» Exercise instructions
Can you copy the records from their first line through the line that contains "Mark the region of every instance of the **thin", switching "even-odd rule" to "nonzero winding rule" and keeping everything else the same? Leave the pictures out of your answer.

§ §

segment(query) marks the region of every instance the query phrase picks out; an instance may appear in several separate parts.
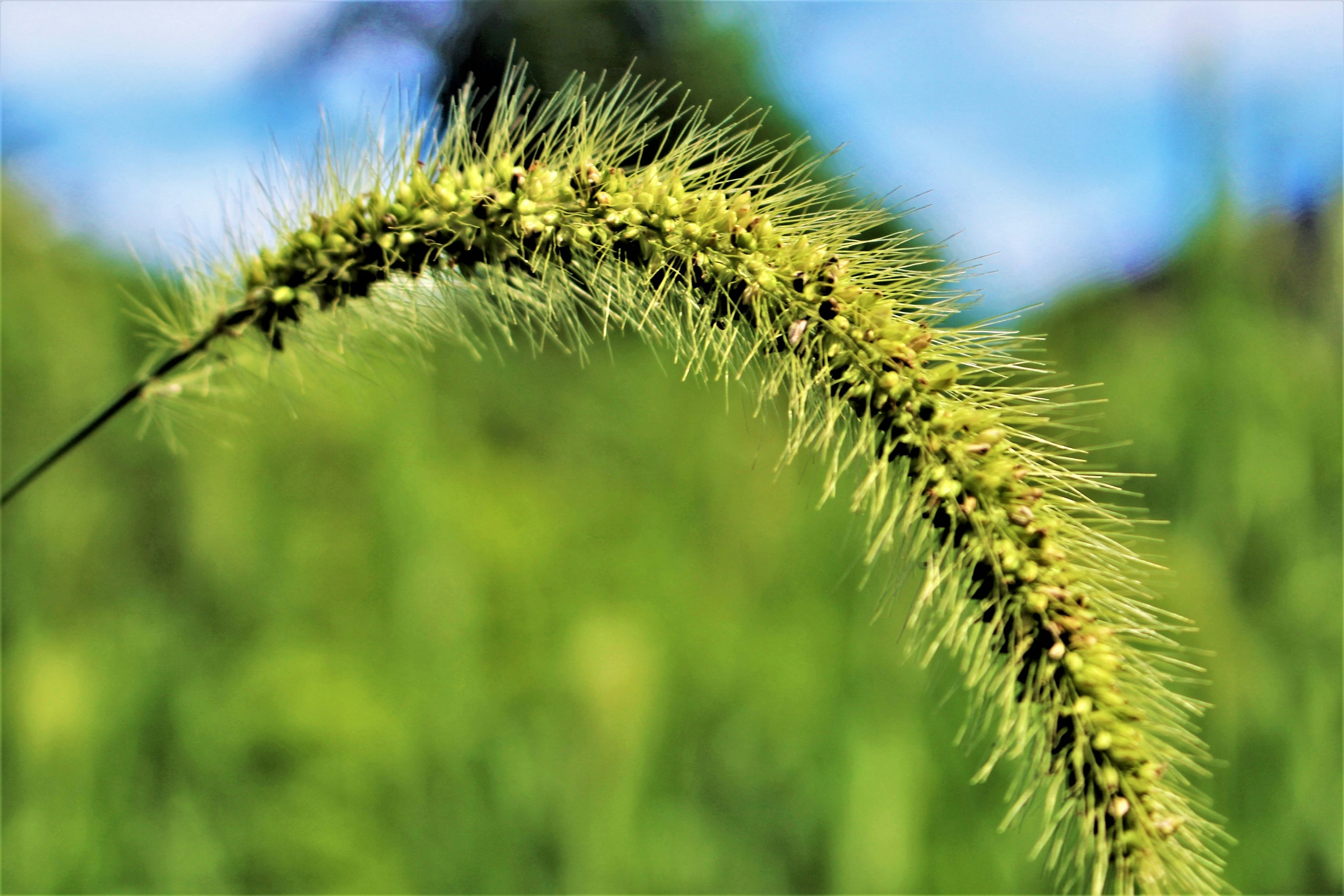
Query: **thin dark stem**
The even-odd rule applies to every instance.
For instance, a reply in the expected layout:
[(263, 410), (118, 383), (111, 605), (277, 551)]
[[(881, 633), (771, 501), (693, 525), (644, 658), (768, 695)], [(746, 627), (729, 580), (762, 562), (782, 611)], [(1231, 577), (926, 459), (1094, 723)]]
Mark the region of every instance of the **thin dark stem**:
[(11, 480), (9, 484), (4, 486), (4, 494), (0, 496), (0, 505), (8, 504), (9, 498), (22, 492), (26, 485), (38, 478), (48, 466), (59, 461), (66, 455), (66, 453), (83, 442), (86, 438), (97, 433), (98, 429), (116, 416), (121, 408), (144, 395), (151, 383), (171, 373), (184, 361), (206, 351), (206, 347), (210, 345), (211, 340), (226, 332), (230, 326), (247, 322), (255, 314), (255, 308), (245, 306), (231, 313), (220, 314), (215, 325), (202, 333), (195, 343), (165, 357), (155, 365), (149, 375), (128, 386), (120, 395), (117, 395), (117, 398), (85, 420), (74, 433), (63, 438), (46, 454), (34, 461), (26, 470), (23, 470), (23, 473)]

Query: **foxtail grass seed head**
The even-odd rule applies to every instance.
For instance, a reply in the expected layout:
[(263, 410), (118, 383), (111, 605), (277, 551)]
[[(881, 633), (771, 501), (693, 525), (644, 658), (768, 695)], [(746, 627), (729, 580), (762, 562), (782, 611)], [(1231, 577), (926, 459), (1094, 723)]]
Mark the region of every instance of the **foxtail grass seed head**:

§ §

» Response
segment(query) marks the region of every instance the query phrase picks out; an instance may appear in several separate parts.
Query: **thin dark stem**
The nonzero winding rule applies to every instance.
For instance, a reply in the expected layout:
[(263, 410), (118, 383), (111, 605), (277, 551)]
[[(881, 633), (771, 501), (693, 525), (644, 658), (768, 695)], [(746, 627), (729, 580), (762, 562), (782, 611)], [(1231, 577), (926, 459), (1094, 723)]]
Mark the region of every instance of the **thin dark stem**:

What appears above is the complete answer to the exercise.